If you’ve ever pissed off a criminal, annoyed a foreign government, put yourself in a dangerous situation (like undercover), or are in a position to be pressured or threatened, you are screwed. And yes, that does include me.

Oh.. and the kicker. OPM says this happened in December 2014.

UPDATE: On June 17th, I wrote a follow on blog post to this called “OPM Background Check Hack – A Different Angle” that you should read too.

21 thoughts on “Why this security breach is worse than all the others combined

  1. Further to the point, the Obama administration lost control of this information. It lost control by failure to secure and encrypt the information, the kind of error that would get a private sector company sued for negligence. There is no longer any credible way to distinguish your legitimate identity from a fraud, except by physical personal recognizance. The IRS can never again trust an income tax return. The Social Security (and related entitlement programs) can never know who they are paying. The banking system can never know whether it’s dealing with legitimate funds-transfer requests. The damage is wide-spread, long-term and incalculable.

    1. Let’s not politicize this, Ray. The security was no better in any previous administration; it was never top-drawer, heck it never rose to the level of adequate. For every person working within whatever guidelines/rules/procedures are put in place there are three who are sure it’s perfectly OK to go around them, “just this once.”

      So no one, Republican or Democrat, ever “lost control” of the information. The sad truth is no one, Republican or Democrat, ever *had* control of it in the first place.

      And so long as agencies like the FBI are allowed to rear up on their hind legs and demand methods to easily decrypt any data (as if there was a magic decryption key that could only be used by those whose motives were pure) no one ever will have control of it. Anything the Good Guys can do, the Bad Guys can do, too. Only minus the judicial review. Why is that so difficult for these people to understand?

      Solid data encryption is where it starts. No back doors, no side doors, no magic windows. And when we don’t have it, we’ll get things like this.

● GIVEN DATA:
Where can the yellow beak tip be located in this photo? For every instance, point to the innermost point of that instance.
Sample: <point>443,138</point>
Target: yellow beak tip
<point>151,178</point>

● EXERCISE SET:
- a) From the OPM breach post, extract the stretch from "And so long" through "people to understand?".
- b) Translate this sentence from the OPM breach post into Spanish: "Solid data encryption is where it starts."
- c) Which institutions or systems does the first comment on the OPM breach post say "can never" again trust or know something? List them.

● ANSWERS IN ORDER:
- a)
And so long as agencies like the FBI are allowed to rear up on their hind legs and demand methods to easily decrypt any data (as if there was a magic decryption key that could only be used by those whose motives were pure) no one ever will have control of it. Anything the Good Guys can do, the Bad Guys can do, too. Only minus the judicial review. Why is that so difficult for these people to understand?

- b) El cifrado sólido de datos es donde todo empieza.

- c)
- The IRS
- The Social Security (and related entitlement programs)
- The banking system